**** LISTED RECORDS

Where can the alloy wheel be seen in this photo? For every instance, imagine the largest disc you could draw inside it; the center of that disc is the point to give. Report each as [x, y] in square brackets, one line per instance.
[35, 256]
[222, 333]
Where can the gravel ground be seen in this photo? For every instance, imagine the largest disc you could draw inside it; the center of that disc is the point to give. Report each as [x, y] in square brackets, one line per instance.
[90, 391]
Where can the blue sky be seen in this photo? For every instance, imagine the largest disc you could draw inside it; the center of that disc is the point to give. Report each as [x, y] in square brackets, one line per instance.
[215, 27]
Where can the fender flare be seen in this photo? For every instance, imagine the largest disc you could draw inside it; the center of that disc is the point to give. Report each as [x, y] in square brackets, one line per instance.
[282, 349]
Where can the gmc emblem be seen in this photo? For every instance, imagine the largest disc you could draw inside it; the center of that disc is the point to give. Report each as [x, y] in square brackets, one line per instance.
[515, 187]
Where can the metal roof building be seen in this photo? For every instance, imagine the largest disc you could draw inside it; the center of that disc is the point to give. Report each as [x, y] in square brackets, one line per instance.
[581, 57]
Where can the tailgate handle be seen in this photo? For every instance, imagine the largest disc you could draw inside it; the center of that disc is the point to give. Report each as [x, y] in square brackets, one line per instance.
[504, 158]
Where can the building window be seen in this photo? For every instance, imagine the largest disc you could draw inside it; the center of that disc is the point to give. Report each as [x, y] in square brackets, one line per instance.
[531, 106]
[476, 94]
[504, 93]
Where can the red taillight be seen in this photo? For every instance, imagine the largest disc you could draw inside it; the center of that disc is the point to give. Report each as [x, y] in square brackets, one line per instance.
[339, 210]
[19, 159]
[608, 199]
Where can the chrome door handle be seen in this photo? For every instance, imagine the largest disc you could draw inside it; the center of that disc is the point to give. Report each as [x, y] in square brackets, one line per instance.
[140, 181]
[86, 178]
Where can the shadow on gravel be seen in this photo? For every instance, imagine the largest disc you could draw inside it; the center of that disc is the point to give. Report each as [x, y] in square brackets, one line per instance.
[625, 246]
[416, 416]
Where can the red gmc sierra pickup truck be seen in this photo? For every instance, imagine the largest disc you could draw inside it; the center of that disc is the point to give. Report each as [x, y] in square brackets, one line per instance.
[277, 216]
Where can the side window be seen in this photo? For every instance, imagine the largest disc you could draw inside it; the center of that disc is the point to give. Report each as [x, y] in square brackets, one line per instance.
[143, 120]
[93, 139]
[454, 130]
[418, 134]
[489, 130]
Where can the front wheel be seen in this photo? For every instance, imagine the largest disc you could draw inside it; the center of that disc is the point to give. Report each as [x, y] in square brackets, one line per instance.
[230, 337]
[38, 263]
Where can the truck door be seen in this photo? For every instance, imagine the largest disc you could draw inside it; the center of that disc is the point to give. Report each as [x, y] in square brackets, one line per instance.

********
**** LISTED RECORDS

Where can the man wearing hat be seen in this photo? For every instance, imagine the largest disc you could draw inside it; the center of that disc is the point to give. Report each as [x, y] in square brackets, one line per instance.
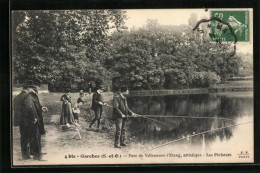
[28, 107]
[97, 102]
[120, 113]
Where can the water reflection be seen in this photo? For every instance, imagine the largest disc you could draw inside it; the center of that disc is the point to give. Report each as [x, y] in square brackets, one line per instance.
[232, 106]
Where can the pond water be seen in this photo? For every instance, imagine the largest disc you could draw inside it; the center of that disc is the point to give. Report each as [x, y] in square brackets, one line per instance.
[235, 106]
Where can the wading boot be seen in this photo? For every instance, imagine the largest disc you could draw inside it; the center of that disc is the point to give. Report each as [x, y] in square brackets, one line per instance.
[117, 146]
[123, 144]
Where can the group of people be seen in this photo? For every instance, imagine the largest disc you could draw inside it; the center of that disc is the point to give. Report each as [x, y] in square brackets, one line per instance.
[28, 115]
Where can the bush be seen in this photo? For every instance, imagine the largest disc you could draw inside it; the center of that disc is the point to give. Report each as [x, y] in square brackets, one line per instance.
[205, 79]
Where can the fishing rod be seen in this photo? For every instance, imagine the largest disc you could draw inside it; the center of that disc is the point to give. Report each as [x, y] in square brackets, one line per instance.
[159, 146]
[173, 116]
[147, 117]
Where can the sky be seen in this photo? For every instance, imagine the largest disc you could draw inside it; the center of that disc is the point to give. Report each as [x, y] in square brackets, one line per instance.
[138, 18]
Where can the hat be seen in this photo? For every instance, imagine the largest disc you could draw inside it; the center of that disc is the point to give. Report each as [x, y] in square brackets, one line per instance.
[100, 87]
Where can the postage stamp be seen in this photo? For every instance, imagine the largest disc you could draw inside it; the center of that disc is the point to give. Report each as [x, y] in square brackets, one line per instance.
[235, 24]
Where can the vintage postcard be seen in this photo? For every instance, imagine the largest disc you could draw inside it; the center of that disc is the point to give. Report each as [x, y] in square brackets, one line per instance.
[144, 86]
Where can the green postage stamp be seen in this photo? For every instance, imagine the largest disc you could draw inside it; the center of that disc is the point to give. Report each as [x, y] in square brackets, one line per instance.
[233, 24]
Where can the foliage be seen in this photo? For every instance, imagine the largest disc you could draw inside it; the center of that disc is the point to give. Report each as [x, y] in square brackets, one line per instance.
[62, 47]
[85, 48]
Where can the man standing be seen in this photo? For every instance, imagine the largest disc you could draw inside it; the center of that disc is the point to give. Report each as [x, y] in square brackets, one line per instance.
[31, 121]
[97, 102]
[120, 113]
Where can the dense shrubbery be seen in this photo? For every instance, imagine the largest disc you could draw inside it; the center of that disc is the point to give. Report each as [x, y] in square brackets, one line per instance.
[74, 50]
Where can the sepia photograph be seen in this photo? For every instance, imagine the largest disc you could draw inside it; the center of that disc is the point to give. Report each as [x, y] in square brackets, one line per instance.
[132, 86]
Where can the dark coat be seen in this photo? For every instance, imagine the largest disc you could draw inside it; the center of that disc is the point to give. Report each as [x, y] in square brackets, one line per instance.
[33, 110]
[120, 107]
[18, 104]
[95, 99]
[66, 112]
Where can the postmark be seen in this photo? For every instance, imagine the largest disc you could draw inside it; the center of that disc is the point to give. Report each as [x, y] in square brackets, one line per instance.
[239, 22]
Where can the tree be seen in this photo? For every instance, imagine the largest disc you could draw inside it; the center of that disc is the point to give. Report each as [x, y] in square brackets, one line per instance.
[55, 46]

********
**** LISTED RECORDS

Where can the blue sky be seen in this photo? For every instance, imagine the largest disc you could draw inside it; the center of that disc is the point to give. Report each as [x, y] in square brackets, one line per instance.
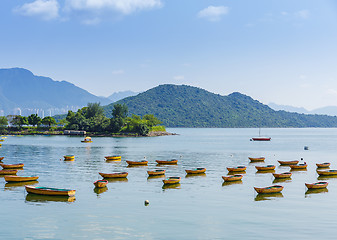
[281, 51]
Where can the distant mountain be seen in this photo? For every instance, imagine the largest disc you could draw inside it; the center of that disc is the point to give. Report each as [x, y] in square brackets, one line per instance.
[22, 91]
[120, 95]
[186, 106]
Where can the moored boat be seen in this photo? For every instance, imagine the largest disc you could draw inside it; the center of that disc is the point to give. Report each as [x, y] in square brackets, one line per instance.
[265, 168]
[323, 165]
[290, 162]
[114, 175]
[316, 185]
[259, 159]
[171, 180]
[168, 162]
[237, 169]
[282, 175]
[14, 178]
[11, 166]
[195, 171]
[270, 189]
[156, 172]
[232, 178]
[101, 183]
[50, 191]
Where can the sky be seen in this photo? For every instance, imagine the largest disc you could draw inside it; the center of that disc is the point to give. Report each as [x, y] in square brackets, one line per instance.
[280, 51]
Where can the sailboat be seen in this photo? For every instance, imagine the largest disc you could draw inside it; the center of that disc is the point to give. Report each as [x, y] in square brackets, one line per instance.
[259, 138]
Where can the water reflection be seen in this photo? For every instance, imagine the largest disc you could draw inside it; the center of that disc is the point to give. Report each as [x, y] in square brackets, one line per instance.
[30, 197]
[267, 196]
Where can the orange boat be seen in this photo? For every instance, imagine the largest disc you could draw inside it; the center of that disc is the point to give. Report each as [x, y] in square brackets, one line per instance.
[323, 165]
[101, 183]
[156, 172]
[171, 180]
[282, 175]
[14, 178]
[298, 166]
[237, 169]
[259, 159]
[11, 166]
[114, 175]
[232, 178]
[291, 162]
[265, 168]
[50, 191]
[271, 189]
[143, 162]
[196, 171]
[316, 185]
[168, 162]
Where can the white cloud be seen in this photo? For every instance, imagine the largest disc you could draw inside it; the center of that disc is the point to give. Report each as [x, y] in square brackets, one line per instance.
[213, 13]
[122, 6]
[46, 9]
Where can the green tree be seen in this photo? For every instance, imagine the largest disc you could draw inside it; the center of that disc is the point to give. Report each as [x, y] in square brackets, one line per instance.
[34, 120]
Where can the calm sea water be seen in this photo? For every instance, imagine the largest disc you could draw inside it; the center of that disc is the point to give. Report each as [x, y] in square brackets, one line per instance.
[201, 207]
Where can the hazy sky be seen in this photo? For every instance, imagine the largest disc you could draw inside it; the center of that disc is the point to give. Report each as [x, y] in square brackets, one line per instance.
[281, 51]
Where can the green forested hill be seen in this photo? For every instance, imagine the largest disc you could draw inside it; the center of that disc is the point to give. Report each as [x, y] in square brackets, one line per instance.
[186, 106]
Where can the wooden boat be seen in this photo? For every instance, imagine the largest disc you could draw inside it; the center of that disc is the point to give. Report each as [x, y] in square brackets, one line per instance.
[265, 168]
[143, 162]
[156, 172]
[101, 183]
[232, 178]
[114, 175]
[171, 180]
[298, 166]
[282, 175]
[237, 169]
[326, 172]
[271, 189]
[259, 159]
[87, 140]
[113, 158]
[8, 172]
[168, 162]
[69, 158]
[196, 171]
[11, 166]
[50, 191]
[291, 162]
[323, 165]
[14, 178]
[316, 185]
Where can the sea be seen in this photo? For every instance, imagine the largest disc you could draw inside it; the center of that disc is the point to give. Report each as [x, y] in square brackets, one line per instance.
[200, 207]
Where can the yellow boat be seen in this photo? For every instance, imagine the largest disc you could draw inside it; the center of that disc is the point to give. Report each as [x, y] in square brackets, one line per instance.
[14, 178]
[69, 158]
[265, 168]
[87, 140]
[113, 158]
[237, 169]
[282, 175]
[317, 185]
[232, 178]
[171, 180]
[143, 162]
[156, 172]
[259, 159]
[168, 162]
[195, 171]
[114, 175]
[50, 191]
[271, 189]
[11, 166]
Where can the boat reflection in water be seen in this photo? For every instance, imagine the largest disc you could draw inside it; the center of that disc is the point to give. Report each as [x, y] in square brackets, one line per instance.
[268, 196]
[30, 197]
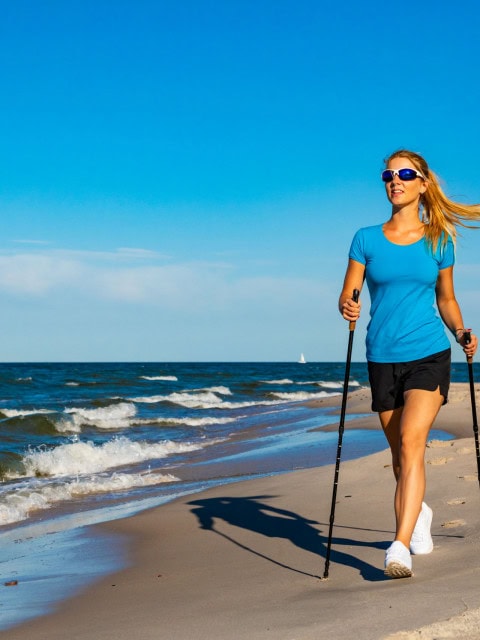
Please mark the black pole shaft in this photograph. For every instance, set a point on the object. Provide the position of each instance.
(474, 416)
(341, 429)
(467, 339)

********

▶ [EXERCISE PROMPT]
Turn the rows from the line with "Where can the red gmc" up to and including the line with "Where can the truck" into a JSON list of strings, one string per line. Leave out any blank lines.

▶ [RESULT OF THIS EXERCISE]
[
  "Where can the red gmc sierra pickup truck be seen in this photo? For every instance, imagine the largest disc you could draw inside it; the center of that disc is the point to give. Report each as [x, y] in square brackets, one line per instance.",
  "[277, 216]",
  "Where can the side window be seen in this photo? For every instance, imagine the largest disc you could draw inside it; the center of that disc is the point to give. Report each as [x, y] in square brackets, one line per instance.",
  "[143, 120]",
  "[93, 139]",
  "[454, 130]",
  "[418, 134]",
  "[489, 130]",
  "Where can the front wheel be seen in this photo? For every instance, imagine the largest disc you could draw inside it; the center of that disc is the point to give. Report each as [x, y] in square brackets, one line per instance.",
  "[230, 337]",
  "[38, 263]",
  "Where can the truck door be seen in this photo? For every instance, imagine the largest disc you could draw inside it; the center of that disc is the point to give. Report each as [x, y] in square brackets, one line per instance."
]